- [EXERCISE PASSAGE]
- - - - -
I've been cooking almost every day. The recipes from my backpacking cookbook can be hit-or-miss, so recently I've gone trailblazing (GET IT?.) with dishes from my own invention. Tonight's turned out especially tasty, and it abides by the principles I learned for one-pot, dehydratable, nutritious meals:
1. A complete 1-dish meal is usually a carb base, plenty of vegetables, and some form of protein.
2. Don't use too much fat, and the fats you do use should be saturated. Oil won't dehydrate; it just makes things greasy.
3. Small pieces de- and re-hydrate better than large.
4. Cook everything completely to release juices for thorough dehydration and to prevent spoilage.
The above steps, while great for dehydrating, conspire to make dishes look like unappetizing slop. The same is true for the following, but I think es schmeckt! You can certainly change the chop and doneness for at-home eating.
(Note that measurements are approximate; I was adding and adjusting as I went. You'll also notice that there's no salt; this was absent-mindedness, but it tasted seasoned enough from the brats, cheese, and salted butter. I also didn't make a proper roux because I'm lazy. Improv!)
Cheddar Beer-Brat Stew
(I'm tempted to dub it MandelBrats, in honor of the recently late mathematician.)
- - - - -
- [INPUT DATA]
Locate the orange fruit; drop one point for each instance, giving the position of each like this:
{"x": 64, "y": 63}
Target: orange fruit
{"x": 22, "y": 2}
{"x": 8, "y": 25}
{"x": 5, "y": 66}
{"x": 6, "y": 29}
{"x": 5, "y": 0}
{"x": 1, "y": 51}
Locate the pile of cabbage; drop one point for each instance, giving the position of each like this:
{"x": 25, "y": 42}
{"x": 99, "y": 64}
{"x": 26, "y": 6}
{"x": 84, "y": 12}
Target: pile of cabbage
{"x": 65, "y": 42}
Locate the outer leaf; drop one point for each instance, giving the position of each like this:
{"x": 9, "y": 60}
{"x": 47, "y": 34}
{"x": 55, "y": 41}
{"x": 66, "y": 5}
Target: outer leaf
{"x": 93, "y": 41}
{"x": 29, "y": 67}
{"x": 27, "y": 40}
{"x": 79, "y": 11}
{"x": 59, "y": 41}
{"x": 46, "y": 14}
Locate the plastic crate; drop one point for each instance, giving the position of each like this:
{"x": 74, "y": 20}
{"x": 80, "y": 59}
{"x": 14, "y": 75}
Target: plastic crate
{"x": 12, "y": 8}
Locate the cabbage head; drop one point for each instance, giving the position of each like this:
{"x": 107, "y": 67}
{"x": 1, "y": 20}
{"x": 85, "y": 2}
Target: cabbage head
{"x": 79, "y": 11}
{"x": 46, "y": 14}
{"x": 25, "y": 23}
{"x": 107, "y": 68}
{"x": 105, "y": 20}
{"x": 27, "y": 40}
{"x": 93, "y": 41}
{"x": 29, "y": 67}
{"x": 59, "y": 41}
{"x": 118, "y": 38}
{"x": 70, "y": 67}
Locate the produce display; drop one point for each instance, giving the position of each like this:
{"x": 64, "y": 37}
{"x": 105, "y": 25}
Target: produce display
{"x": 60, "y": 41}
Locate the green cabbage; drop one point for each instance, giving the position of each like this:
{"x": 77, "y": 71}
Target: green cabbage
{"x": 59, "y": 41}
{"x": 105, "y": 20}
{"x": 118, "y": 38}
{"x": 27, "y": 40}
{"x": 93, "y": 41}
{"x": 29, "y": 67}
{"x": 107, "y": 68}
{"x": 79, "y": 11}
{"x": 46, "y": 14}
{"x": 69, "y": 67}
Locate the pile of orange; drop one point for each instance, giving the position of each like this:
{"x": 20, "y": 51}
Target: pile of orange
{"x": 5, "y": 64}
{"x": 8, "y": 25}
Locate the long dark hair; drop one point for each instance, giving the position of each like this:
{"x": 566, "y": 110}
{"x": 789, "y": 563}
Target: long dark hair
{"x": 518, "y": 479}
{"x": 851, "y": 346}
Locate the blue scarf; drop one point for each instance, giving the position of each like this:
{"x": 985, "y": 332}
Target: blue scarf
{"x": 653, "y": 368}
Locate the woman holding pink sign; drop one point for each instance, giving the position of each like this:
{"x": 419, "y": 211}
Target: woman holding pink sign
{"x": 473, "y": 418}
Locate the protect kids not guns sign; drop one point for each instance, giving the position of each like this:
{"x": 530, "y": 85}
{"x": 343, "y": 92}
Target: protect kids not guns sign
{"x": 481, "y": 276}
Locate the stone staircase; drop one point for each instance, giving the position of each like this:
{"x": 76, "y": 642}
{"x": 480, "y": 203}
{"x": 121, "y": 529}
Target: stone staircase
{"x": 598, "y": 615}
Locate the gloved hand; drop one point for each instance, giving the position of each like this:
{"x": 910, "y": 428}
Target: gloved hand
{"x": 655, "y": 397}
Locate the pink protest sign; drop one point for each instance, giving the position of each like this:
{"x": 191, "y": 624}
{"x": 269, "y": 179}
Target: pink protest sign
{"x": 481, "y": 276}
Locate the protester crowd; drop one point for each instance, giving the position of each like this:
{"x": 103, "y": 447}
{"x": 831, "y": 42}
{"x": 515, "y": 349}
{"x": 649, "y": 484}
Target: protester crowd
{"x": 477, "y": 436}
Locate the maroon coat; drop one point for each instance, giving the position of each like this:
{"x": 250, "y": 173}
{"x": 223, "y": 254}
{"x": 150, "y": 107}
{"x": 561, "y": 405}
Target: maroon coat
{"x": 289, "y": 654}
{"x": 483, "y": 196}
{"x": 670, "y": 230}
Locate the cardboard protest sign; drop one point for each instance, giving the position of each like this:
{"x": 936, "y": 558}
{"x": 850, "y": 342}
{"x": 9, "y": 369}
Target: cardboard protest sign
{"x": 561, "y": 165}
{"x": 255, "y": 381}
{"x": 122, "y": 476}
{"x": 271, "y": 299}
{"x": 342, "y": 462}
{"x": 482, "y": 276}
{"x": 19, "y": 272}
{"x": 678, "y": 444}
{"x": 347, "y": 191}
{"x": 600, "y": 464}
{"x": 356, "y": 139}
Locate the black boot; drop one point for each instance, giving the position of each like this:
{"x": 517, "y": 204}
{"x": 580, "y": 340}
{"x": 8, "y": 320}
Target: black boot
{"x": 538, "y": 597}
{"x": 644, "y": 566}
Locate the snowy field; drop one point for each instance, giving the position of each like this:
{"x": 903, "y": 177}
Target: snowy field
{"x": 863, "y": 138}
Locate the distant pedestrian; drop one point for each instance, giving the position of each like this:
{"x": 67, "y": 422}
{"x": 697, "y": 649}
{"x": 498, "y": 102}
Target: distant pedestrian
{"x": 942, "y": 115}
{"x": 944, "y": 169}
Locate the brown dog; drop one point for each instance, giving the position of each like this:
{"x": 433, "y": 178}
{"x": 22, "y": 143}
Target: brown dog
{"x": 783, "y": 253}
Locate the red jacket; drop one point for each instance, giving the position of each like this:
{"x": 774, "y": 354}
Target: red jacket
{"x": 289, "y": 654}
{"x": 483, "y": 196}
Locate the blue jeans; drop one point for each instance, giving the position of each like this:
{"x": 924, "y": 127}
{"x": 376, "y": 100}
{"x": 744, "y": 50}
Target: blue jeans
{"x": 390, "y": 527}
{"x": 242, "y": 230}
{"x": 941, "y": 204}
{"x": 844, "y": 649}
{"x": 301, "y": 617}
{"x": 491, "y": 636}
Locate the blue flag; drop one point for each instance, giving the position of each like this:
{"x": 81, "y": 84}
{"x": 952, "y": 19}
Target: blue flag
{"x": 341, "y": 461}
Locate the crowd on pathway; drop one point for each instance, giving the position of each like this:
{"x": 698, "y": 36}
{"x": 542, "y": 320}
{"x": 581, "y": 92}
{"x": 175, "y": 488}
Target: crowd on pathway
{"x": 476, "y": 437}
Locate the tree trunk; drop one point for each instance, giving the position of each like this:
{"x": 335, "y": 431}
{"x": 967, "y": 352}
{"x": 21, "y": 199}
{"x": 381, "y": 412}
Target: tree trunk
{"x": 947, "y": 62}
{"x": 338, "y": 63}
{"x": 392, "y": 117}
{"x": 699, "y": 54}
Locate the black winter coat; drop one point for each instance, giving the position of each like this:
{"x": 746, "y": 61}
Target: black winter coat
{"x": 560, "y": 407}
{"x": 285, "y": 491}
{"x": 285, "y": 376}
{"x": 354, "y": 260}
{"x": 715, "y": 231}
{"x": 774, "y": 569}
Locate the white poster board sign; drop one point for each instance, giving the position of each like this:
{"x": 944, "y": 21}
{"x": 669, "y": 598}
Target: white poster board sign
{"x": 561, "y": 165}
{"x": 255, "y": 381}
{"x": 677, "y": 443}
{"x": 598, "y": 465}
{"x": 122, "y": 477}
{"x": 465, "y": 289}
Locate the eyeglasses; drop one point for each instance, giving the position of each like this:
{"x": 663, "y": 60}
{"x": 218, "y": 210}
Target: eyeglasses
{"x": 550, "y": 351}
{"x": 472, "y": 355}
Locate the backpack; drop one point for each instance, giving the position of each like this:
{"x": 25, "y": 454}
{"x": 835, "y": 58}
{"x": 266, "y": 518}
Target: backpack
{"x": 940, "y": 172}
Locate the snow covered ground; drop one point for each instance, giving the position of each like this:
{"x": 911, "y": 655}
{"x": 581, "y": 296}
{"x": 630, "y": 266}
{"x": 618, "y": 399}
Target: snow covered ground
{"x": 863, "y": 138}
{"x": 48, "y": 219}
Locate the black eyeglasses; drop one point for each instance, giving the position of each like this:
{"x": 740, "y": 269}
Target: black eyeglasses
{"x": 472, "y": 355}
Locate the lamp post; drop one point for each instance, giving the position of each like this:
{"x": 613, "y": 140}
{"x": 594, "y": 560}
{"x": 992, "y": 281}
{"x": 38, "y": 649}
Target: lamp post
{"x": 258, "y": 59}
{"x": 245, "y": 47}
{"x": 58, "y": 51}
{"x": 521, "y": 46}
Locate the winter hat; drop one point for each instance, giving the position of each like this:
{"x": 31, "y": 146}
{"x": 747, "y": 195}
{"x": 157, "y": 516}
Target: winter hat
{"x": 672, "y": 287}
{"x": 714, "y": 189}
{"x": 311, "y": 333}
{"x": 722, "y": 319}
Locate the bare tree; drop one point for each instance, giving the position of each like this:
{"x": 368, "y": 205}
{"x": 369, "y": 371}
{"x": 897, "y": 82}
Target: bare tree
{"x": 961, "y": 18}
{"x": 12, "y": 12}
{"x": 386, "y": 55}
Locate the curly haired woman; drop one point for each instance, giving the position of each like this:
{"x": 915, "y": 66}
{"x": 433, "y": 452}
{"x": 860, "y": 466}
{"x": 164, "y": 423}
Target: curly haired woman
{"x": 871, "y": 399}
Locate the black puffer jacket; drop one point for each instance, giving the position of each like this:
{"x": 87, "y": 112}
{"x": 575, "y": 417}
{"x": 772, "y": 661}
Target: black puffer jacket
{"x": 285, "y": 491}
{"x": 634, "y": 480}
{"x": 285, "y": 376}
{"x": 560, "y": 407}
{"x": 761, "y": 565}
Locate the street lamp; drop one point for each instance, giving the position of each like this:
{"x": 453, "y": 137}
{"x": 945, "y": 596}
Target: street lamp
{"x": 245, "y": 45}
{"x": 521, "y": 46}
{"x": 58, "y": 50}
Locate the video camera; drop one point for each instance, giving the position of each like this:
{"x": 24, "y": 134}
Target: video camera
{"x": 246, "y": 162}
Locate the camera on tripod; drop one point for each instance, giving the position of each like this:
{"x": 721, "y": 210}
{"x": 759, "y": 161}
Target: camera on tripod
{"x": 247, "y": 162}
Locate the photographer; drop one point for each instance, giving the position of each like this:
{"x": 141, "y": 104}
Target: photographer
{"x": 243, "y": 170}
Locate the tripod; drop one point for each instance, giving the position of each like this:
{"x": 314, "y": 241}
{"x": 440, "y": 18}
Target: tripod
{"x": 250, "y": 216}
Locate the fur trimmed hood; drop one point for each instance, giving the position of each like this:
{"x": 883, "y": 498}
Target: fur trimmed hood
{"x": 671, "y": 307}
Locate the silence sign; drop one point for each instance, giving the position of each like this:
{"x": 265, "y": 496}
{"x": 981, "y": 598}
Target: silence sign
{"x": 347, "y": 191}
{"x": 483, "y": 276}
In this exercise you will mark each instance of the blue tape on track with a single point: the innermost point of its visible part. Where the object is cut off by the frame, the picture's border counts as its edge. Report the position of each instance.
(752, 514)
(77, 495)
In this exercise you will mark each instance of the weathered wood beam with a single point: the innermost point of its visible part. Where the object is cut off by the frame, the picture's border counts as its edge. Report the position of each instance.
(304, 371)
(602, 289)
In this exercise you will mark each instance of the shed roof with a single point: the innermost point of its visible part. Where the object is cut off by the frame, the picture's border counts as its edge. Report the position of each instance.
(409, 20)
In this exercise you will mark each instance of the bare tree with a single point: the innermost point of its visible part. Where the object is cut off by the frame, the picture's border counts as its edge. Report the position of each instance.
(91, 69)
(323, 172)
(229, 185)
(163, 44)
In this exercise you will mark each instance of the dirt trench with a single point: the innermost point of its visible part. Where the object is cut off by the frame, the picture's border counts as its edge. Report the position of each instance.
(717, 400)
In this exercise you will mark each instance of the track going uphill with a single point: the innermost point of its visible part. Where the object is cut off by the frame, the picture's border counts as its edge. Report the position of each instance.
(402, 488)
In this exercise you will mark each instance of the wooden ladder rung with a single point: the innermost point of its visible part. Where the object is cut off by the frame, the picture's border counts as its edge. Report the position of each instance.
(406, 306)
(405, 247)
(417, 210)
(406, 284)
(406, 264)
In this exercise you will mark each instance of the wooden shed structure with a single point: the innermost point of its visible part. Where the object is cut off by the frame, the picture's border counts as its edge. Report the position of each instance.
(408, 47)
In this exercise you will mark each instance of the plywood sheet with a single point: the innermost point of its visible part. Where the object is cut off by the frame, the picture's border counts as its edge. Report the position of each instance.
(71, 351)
- - - - -
- [WHAT YOU WILL DO]
(a) How would you render this sentence from the backpacking-meal post in Spanish: "Cook everything completely to release juices for thorough dehydration and to prevent spoilage."?
(b) Could you pick up the backpacking stew post after its final line and write the part that comes next?

- [RESPONSES IN ORDER]
(a) Cocina todo completamente para que suelte los jugos y se deshidrate a fondo, y para evitar que se eche a perder.

(b)
2 12-oz beers
About 1 lb bratwurst (my package had 5)
1 large onion, finely diced
Enough butter to saute about 1 cup of each:
cauliflower (finely diced)
carrots (finely diced)
peas
1 scant cup whole-wheat cous cous
1/3 cup whole wheat flour
2 tablespoons dry mustard
1 cup milk
1/2 lb sharp cheddar cheese, grated
1 apple, diced
Puncture the brats so they don't asplode, and lay them along with the diced onion in a large stock pot or Dutch oven. Cover entirely with beer. (I used Long Trail Ale, in honor of the outstanding Cheddar Beer Soup they serve at their Vermont brewery, and in honor of it being in our fridge.) Bring to a boil, and set to simmer until the brats are cooked through and the onions are soft.
Meanwhile, saute the cauliflower, carrot, and peas in butter until they're softened.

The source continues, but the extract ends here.